►

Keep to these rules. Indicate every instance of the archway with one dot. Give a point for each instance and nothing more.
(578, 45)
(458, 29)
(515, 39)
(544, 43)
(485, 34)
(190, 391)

◄

Task to complete
Quote all of the rows above word for word.

Answer in full
Keep to these rules. Indicate every instance of the archway with one dot. Give a point for each instance and nothing more.
(578, 45)
(458, 29)
(515, 39)
(544, 43)
(485, 34)
(190, 391)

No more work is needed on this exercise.